What this task involves: Write out, precisely and in full, each line of the material.

Listed records:

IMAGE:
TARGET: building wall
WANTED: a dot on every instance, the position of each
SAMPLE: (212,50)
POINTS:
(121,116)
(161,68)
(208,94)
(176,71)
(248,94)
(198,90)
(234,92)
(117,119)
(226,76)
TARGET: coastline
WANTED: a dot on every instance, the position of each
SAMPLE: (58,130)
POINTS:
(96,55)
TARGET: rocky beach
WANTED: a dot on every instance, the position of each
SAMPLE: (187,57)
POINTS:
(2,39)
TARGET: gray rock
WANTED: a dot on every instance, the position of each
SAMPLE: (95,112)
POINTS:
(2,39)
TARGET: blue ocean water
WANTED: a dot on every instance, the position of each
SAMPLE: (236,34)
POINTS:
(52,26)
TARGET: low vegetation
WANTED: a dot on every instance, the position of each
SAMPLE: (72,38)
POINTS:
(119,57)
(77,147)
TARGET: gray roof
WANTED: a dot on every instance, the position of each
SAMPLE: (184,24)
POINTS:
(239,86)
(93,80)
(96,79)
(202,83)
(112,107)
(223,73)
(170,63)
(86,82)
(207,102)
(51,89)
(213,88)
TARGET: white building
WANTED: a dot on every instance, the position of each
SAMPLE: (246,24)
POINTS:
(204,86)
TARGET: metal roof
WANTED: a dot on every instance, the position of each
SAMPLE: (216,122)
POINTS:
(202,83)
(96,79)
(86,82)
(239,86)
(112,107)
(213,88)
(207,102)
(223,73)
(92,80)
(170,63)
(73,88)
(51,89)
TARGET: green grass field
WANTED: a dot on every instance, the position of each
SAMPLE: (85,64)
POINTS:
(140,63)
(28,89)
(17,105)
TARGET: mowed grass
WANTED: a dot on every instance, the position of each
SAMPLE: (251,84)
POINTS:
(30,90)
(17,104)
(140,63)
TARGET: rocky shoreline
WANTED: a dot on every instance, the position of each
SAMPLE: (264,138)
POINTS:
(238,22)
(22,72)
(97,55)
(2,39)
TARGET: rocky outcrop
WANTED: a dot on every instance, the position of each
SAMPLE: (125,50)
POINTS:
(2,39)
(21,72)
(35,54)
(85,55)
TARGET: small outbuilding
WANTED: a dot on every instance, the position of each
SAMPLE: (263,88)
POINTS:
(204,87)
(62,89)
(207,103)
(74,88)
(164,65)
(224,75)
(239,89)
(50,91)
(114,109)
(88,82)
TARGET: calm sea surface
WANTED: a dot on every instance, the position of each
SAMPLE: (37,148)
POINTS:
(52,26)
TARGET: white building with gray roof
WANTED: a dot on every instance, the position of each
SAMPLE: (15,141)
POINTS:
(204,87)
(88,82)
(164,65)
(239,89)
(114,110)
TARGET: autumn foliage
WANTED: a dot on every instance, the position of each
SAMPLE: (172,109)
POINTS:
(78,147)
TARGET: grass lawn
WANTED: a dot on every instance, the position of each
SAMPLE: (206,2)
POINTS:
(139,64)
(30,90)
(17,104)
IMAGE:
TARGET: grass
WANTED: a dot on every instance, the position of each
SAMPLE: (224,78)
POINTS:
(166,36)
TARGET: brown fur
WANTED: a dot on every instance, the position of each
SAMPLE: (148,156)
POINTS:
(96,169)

Exercise output:
IMAGE:
TARGET: building wall
WANTED: a dot on every instance, the position of each
SAMPLE: (212,50)
POINTS:
(121,116)
(161,68)
(208,94)
(176,71)
(248,94)
(198,90)
(234,92)
(117,119)
(226,76)
TARGET: coastline
WANTED: a dot on every instance, the position of each
SAMPLE: (58,130)
POINTS:
(96,55)
TARGET: rocky beach
WANTED: a dot on every instance, the position of each
SAMPLE: (187,57)
POINTS:
(2,39)
TARGET: gray rock
WANTED: a dot on every instance, the position of each
SAMPLE: (95,112)
POINTS:
(2,39)
TARGET: blue ocean water
WANTED: a dot on every instance, the position of each
SAMPLE: (236,34)
POINTS:
(52,26)
TARGET: low vegetation
WANTED: a dot on every instance, the position of each
SAMPLE: (72,38)
POINTS:
(119,57)
(77,147)
TARGET: gray roof
WANTED: a dot on every instance, the position of each
SAMPLE: (184,24)
POINTS:
(239,86)
(93,80)
(96,79)
(202,83)
(112,107)
(223,73)
(170,63)
(86,82)
(207,102)
(51,89)
(213,88)
TARGET: white building
WANTED: a dot on every instance, the position of each
SAMPLE: (246,24)
POINTS:
(204,86)
TARGET: metal roof
WANTED: a dot on every instance, the position of each
SAMPLE: (216,122)
POINTS:
(202,83)
(96,79)
(86,82)
(239,86)
(112,107)
(213,88)
(207,102)
(223,73)
(92,80)
(170,63)
(73,88)
(51,89)
TARGET: green grass field
WANTED: a dot on every instance, the position of each
SAMPLE: (85,64)
POINTS:
(140,63)
(28,89)
(17,105)
TARGET: mowed grass
WANTED: a dot on every instance, the position of each
SAMPLE: (251,84)
POINTS:
(30,90)
(17,104)
(140,63)
TARGET: rocky shoreline
WANTED: a dot on every instance, the position of each
SAMPLE: (264,138)
POINTS:
(238,22)
(22,72)
(97,55)
(2,39)
TARGET: rocky outcrop
WANTED: a dot on every instance, the position of each
SAMPLE: (125,50)
POINTS:
(2,39)
(21,72)
(35,54)
(85,55)
TARGET: small outbuilding
WANTED: a dot on every instance, the position of each
SAMPLE: (263,88)
POINTS:
(204,87)
(62,89)
(207,103)
(74,88)
(164,65)
(224,75)
(239,89)
(50,91)
(114,109)
(88,82)
TARGET: calm sea surface
WANTED: a dot on every instance, the position of each
SAMPLE: (37,148)
POINTS:
(52,26)
TARGET: white building with gray roof
WANTED: a dot on every instance, the position of each
SAMPLE: (15,141)
POINTS:
(204,87)
(88,82)
(164,65)
(239,89)
(114,110)
TARGET: autumn foliage
WANTED: a dot on every instance, the position of each
SAMPLE: (172,109)
POINTS:
(78,147)
TARGET: grass lawn
WANTED: a dot on every instance, the position of each
SAMPLE: (206,2)
POINTS:
(139,64)
(30,90)
(17,104)
IMAGE:
TARGET: grass
WANTED: a dot on every instance, the position of each
SAMPLE: (224,78)
POINTS:
(166,36)
TARGET: brown fur
WANTED: a dot on every instance, the position of each
SAMPLE: (148,156)
POINTS:
(96,169)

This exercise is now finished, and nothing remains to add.